[Source material]

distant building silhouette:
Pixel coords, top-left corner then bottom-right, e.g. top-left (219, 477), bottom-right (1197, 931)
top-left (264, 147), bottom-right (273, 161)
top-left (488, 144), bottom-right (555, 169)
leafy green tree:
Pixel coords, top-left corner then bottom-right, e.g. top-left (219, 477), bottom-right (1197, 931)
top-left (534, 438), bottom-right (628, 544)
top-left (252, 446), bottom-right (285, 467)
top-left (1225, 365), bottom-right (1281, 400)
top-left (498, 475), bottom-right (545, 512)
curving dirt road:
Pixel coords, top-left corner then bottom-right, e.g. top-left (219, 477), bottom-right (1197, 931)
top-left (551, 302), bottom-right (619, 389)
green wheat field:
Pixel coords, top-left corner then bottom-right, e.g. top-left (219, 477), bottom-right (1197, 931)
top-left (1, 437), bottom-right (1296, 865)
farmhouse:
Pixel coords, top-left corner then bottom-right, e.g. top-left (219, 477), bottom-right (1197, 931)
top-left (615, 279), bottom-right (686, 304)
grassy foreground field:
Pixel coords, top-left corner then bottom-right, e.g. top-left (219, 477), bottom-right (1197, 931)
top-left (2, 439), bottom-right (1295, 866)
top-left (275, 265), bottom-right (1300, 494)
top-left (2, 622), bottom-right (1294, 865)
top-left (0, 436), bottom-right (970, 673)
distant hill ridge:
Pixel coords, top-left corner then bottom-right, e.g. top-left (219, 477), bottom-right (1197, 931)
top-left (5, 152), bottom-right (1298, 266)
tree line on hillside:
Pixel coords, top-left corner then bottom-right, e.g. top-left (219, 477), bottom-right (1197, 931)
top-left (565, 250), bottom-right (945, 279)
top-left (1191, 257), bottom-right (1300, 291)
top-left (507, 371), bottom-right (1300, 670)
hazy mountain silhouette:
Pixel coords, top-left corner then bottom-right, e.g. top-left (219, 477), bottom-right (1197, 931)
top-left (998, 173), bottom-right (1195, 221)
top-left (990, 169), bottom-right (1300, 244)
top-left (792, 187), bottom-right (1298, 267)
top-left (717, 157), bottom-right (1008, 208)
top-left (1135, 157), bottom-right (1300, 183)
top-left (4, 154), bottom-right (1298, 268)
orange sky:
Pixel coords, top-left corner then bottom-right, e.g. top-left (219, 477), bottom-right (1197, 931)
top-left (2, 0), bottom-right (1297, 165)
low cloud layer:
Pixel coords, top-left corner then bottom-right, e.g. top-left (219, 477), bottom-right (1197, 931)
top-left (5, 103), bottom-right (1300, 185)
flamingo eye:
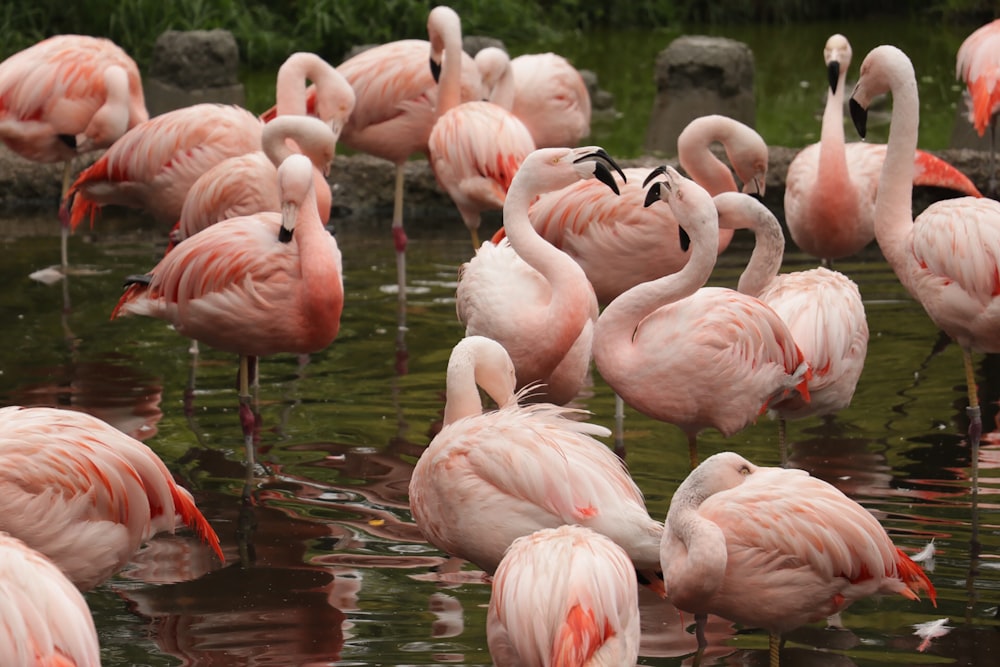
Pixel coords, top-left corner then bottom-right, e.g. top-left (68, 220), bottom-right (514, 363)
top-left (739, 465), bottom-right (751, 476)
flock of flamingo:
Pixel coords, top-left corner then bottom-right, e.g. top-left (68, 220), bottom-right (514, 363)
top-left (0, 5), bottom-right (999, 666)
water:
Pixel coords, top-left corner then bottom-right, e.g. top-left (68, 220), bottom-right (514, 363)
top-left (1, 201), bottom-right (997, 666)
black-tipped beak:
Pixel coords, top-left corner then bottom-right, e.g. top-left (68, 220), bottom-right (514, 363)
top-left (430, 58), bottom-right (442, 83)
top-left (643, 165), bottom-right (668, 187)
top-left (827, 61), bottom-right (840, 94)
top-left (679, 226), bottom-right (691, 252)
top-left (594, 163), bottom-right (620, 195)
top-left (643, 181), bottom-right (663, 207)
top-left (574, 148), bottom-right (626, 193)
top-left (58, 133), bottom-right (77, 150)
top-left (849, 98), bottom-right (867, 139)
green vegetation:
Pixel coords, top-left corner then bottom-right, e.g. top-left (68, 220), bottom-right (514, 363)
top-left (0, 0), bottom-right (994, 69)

[/Source material]

• _Problem to solve_
If a line in the records above contains "distant", copy that line.

• _Answer section_
distant building silhouette:
distant hill ridge:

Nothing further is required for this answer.